PASSAGE TO READ:
○ ○ ○ ○ ○

Management Bonus Plan for the SMI Division

 

All management employees of the SMI Division are eligible to participate in the Specialty Marketing and International Management Bonus Plan. The bonuses under this plan are determined by a formula applied to the pre-tax profitability of the SMI Division. Under this plan, at the discretion of the Company, participants may receive their award in cash or in the Company’s Common Stock or any combination thereof. In general, awards are paid in cash. Some awards are paid in stock and if stock is used, an award under this plan vests in the participant’s account in two or three installments with the first installment beginning on March 31st after the end of the year in which the bonus is earned and subsequent installments each March 31st thereafter, with vesting acceleration in the event of death, disability, or change of control. There is no authorized amount of shares to be issued pursuant to the Specialty Marketing and International Management Bonus Plan. If the Company decides to pay all or part of the bonus in stock, the shares are issued pursuant to the Restricted Stock Plan. As a result, the Specialty Marketing and International Management Bonus Plan is not included in the table above.

○ ○ ○ ○ ○

EXERCISES TO COMPLETE:
- 1) For each statement about the bonus plan passage, state whether it agrees with the passage. Answer yes or no, and quote the words that decide it: (a) Bonuses under the plan are usually paid in cash. (b) The plan has a set number of shares authorized for issue. (c) Vesting of a stock award is accelerated if the participant dies.
- 2) Answer these questions from the bonus plan passage:
(a) What is the bonus formula applied to?
(b) Under which plan are shares issued when the Company pays a bonus in stock?
(c) When does the first installment of a stock award begin?
The listing after this point is separate material, unrelated to the bonus plan passage.

GIVEN INFORMATION:
○ ○ ○ ○ ○

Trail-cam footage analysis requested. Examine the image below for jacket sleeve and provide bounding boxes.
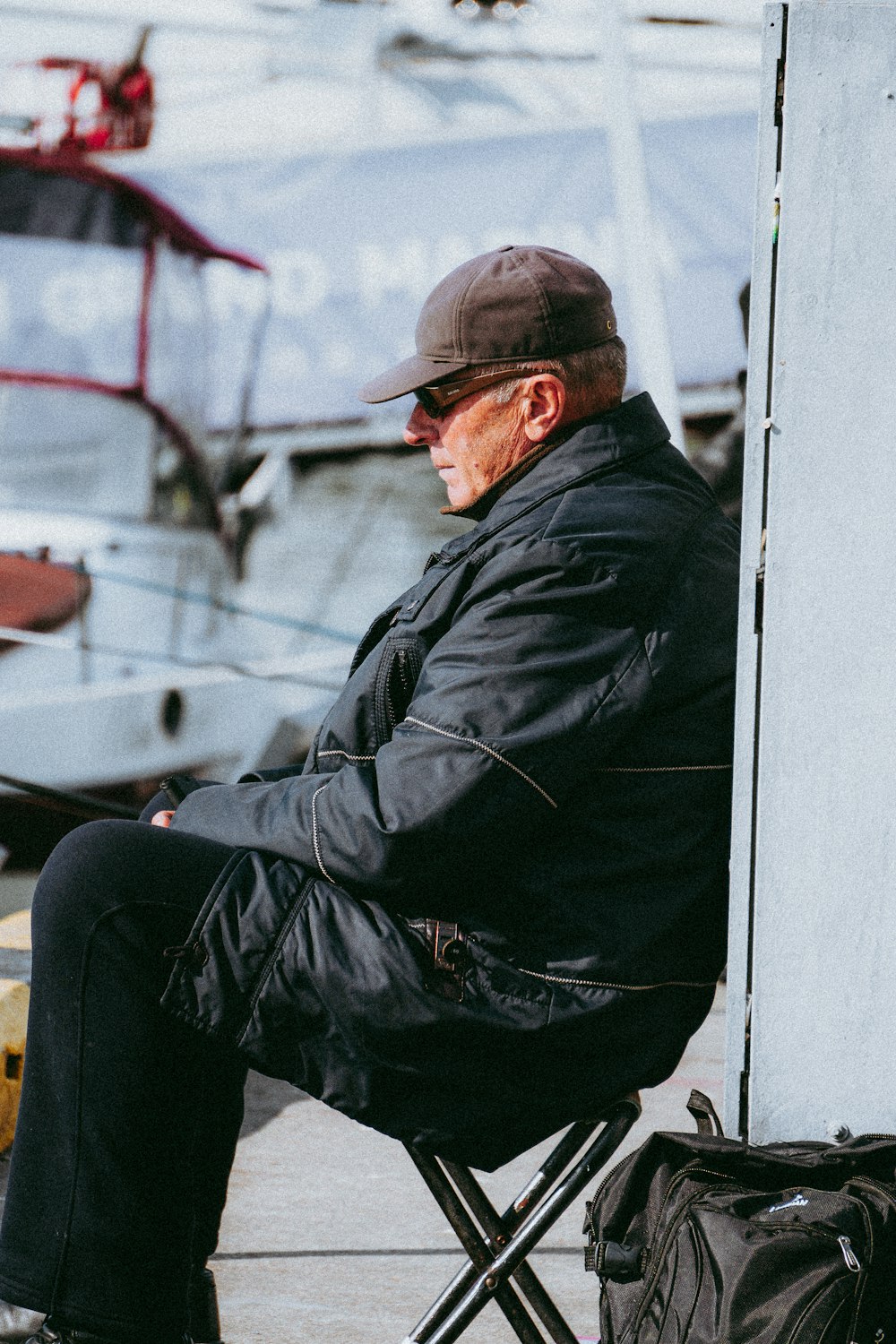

○ ○ ○ ○ ○

TASK ANSWERS:
- 1)
(a) Yes: "In general, awards are paid in cash."
(b) No: "There is no authorized amount of shares to be issued pursuant to the Specialty Marketing and International Management Bonus Plan."
(c) Yes: "with vesting acceleration in the event of death, disability, or change of control"

- 2)
(a) The pre-tax profitability of the SMI Division.
(b) The Restricted Stock Plan.
(c) On March 31st after the end of the year in which the bonus is earned.